→ TEXTE FOURNI:
★ ★ ★

Nils Carstensen

Alors que la guerre en Irak pourrait voir son terme approcher, mais que l'avenir de ce pays demeure incertain, les préoccupations concernant les civils Irakiens sont de plus en plus vives. Tandis que les troupes de la coalition combattent dans les rues de Bagdad, la souffrance de la population civile ne cesse de croître.

Une grande partie de la population de Bassora (1,7 million d'habitants) manque de nourriture et d'eau, l'eau disponible étant souvent polluée. C'est là une situation intenable et inacceptable ; si elle se prolonge, non seulement la vie de nombreux civils sera en danger, mais encore les forces de la coalition et leurs gouvernements pourraient se voir accusés de violer les Conventions de Genève. Ces textes interdisent formellement aux belligérants de se servir de l'arme alimentaire et insistent sur l'obligation de laisser libre passage à l'aide humanitaire. La réalité de la guerre en Irak fait que les parties en conflit risquent de plus en plus de se trouver en contradiction avec le droit humanitaire international, même si elles n'avaient pas l'intention d'agir en ce sens.

La situation qui règne autour de Bassora pourrait être un avant-goût de ce qui va se passer à Bagdad. Une décennie de sanctions des Nations Unies, des jours et des semaines d'attaques aériennes suscitant « choc et stupeur », la diminution des réserves de nourriture, l'effondrement des systèmes de communication et un approvisionnement en eau peu fiable ont rendu très vulnérables les habitants de la capitale, qui sont près de 4 millions. Il est évident qu'une catastrophe humanitaire se prépare.

Quelles que soient la réputation du régime irakien et sa manière de traiter la population, les Etats-Unis, le Royaume-Uni et les autres gouvernements de la coalition vont devoir affronter de violentes critiques dans leurs pays et ailleurs s'ils donnent l'impression de violer les Conventions de Genève, pierre angulaire du droit humanitaire international.

Emeutes de la faim

Les télévisions ont montré des opérations de distribution de nourriture mal organisées dans le sud de l'Irak qui avaient des allures d'émeutes et dont seuls profitaient les plus jeunes et les plus violents. Certains collaborateurs des organisations humanitaires estiment que cela donne une idée de ce qui pourrait se passer si l'aide aux civils malades, affamés ou assoiffés est apportée dans le cadre d'une stratégie militaire ayant pour but de « gagner les coeurs et les esprits », plutôt que par des organisations de secours expérimentées et indépendantes.

★ ★ ★

→ CONSIGNES:
(a) Selon le texte fourni, combien d'habitants compte Bassora ?
(b) Dans les enregistrements, renommez « baseboard trim » en « skirting board » depuis la ligne contenant « phrase -- white ceiling » jusqu'à la fin des enregistrements. Recopiez ces lignes sans aucune autre modification.
Le texte fourni et les enregistrements constituent deux documents indépendants.

→ ENREGISTREMENTS:
★ ★ ★

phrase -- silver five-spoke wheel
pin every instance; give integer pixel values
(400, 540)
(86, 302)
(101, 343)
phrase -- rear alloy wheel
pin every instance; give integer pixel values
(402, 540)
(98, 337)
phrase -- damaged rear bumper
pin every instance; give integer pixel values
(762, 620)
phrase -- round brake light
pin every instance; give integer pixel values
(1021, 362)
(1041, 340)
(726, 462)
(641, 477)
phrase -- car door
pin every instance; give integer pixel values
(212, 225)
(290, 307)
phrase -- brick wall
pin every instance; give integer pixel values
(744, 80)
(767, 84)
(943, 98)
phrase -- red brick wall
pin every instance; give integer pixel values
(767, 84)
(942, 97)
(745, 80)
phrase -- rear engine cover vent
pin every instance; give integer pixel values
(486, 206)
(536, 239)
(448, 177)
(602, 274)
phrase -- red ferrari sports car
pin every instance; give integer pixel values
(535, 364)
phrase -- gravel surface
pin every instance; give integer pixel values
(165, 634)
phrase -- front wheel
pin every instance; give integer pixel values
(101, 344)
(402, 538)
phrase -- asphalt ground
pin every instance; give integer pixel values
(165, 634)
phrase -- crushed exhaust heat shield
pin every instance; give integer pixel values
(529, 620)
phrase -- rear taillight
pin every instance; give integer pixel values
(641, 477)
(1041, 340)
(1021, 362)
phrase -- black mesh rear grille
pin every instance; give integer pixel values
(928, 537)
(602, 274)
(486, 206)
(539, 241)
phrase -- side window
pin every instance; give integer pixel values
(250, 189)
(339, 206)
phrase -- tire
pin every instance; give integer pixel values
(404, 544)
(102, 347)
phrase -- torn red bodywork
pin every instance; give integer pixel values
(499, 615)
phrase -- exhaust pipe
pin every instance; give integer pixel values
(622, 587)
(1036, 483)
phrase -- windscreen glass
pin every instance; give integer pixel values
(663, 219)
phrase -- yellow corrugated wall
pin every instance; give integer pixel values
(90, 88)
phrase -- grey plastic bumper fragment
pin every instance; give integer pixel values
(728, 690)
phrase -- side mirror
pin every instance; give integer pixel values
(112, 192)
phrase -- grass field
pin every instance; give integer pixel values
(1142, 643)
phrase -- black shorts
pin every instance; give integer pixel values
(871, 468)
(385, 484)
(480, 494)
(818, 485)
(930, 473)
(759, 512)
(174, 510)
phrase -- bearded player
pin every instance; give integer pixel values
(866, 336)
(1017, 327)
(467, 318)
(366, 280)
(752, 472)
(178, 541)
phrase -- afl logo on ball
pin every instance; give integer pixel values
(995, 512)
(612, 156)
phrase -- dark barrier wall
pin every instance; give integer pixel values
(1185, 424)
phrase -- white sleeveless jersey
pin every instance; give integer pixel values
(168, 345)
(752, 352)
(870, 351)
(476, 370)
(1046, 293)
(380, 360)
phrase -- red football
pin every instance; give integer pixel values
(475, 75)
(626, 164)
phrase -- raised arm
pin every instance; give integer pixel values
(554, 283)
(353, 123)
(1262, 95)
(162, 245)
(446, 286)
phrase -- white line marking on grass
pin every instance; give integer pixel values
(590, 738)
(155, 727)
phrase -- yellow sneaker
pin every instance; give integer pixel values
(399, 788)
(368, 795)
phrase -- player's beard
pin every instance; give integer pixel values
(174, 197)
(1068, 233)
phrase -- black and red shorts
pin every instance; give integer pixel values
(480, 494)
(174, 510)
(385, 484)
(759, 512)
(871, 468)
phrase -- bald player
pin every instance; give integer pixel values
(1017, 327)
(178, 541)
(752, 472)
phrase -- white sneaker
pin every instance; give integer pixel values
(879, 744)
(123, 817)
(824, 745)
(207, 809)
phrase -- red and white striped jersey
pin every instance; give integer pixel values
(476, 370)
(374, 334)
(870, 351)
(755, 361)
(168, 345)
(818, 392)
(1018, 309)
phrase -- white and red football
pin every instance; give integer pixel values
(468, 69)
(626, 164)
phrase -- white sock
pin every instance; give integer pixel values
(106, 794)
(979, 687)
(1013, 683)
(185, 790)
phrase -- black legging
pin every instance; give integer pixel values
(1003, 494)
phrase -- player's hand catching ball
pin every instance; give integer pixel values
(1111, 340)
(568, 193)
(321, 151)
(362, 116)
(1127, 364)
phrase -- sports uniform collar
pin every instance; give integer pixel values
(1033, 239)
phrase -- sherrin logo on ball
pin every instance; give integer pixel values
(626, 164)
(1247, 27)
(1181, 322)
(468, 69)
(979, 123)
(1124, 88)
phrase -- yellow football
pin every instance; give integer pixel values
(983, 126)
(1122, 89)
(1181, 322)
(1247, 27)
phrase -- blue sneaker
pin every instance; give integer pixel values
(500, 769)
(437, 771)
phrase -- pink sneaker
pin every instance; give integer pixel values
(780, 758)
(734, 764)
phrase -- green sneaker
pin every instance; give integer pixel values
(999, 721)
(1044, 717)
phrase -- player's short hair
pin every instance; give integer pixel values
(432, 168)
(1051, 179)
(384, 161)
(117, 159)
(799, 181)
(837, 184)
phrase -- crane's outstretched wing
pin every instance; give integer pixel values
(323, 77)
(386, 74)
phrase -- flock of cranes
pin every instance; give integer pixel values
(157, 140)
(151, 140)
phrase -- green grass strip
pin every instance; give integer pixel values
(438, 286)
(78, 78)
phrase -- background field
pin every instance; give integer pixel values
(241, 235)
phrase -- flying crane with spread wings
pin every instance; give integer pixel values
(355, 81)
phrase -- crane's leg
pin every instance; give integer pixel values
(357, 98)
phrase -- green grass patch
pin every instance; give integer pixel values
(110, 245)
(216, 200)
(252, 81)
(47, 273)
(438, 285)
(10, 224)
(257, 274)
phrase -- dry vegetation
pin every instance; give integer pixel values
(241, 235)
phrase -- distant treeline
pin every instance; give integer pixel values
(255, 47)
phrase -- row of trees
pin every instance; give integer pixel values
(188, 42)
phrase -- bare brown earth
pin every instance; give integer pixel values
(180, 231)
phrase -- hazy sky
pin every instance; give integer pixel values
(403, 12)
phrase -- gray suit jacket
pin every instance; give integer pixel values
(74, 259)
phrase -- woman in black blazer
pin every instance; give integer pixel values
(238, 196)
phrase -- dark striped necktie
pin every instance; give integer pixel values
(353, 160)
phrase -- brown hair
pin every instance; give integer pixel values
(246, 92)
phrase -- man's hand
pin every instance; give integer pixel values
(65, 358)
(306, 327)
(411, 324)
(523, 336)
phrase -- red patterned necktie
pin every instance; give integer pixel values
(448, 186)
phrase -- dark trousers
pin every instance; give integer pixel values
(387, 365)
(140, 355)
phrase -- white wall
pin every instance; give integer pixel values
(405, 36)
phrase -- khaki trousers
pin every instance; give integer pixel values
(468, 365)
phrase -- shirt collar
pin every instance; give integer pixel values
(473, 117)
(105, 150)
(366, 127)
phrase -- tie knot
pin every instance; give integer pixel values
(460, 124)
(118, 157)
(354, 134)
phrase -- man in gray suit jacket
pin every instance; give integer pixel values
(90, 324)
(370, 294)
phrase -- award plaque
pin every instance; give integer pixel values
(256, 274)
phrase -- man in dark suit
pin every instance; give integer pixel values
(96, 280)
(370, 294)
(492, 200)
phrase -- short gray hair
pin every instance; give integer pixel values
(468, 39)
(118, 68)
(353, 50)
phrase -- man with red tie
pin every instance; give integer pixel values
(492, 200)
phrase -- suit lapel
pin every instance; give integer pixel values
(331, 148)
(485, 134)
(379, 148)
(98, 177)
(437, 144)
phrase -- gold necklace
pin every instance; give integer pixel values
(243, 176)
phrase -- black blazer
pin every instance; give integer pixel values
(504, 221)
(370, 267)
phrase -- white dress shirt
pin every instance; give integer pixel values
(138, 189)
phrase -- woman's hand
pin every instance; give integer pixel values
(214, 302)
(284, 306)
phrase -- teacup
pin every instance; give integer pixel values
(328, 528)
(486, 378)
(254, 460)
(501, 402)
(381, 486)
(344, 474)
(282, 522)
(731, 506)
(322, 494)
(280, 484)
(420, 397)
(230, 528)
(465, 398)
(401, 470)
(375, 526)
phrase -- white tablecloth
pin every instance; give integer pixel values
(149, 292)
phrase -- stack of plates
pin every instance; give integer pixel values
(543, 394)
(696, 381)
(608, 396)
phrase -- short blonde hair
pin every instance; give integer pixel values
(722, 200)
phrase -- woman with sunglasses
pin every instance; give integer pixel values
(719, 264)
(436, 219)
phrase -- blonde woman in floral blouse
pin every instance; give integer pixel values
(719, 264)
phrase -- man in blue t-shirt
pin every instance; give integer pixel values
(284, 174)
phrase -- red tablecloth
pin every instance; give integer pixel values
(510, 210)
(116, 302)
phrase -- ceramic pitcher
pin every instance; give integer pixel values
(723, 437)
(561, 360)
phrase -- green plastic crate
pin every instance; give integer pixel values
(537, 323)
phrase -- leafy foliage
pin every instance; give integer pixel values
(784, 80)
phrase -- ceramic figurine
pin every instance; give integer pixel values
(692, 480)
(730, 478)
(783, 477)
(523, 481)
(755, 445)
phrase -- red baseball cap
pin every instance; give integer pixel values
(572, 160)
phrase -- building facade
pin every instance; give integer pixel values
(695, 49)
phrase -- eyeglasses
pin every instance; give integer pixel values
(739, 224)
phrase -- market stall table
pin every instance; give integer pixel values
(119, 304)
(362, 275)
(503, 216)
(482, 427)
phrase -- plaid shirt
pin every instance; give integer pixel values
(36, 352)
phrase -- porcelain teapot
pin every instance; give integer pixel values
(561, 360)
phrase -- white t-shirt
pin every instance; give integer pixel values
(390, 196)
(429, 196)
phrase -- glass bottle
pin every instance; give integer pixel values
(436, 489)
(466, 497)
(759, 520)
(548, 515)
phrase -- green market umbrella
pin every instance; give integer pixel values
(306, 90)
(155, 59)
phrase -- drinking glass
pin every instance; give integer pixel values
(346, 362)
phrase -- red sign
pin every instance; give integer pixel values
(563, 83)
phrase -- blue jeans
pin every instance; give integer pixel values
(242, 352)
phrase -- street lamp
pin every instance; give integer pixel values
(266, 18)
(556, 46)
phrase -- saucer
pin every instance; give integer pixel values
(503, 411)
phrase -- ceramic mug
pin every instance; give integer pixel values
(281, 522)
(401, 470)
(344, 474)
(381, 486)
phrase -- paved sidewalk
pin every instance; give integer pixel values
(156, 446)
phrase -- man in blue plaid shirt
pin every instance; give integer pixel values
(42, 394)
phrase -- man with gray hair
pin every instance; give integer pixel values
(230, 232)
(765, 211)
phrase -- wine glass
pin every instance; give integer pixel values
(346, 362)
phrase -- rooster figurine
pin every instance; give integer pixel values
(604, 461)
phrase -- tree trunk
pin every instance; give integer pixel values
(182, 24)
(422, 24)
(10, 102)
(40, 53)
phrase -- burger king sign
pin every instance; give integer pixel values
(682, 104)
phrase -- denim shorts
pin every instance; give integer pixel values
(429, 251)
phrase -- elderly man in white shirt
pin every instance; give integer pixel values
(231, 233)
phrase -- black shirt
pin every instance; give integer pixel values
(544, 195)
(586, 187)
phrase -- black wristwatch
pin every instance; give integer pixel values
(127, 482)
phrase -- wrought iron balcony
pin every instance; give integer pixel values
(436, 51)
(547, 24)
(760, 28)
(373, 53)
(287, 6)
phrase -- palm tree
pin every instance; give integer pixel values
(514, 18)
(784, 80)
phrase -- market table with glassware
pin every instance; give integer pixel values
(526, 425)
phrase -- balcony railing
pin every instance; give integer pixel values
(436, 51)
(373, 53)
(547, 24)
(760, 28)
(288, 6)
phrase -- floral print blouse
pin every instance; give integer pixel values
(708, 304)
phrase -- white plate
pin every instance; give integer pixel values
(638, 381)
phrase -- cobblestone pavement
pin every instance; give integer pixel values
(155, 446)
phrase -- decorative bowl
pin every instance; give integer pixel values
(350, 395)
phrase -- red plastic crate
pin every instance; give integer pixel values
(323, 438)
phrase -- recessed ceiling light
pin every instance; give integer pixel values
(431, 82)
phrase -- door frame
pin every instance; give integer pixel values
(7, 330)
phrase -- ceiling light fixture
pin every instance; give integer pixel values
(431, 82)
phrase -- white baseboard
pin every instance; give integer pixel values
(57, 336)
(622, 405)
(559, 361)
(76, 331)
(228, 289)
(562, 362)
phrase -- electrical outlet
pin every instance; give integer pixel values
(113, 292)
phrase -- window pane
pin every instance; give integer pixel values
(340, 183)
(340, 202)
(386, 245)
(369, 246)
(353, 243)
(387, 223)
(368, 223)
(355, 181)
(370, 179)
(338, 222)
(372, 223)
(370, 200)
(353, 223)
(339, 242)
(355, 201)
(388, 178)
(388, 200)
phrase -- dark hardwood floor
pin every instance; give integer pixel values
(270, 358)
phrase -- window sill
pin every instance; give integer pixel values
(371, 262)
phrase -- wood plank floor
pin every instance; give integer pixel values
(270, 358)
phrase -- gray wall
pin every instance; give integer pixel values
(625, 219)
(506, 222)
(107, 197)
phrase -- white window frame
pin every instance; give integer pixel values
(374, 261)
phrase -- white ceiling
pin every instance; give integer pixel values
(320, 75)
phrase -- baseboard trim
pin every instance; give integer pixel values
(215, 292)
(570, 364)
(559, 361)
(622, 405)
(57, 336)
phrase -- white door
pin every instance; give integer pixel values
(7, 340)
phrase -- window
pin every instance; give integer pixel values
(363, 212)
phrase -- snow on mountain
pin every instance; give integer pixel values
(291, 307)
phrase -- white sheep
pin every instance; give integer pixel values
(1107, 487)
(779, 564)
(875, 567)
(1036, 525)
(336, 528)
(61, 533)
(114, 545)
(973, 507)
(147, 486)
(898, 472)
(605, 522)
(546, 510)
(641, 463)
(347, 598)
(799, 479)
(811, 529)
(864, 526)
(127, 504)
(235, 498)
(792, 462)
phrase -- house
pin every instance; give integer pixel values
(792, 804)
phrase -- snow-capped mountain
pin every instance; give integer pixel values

★ ★ ★

→ CORRIGÉ:
(a) Bassora compte 1,7 million d'habitants.

(b)
phrase -- white ceiling
pin every instance; give integer pixel values
(320, 75)
phrase -- skirting board
pin every instance; give integer pixel values
(215, 292)
(570, 364)
(559, 361)
(622, 405)
(57, 336)
phrase -- white door
pin every instance; give integer pixel values
(7, 340)
phrase -- window
pin every instance; give integer pixel values
(363, 212)
phrase -- snow on mountain
pin every instance; give integer pixel values
(291, 307)
phrase -- white sheep
pin every instance; give integer pixel values
(1107, 487)
(779, 564)
(875, 567)
(1036, 525)
(336, 528)
(61, 533)
(114, 545)
(973, 507)
(147, 486)
(898, 472)
(605, 522)
(546, 510)
(641, 463)
(347, 598)
(799, 479)
(811, 529)
(864, 526)
(127, 504)
(235, 498)
(792, 462)
phrase -- house
pin every instance; give integer pixel values
(792, 804)
phrase -- snow-capped mountain
pin every instance; give integer pixel values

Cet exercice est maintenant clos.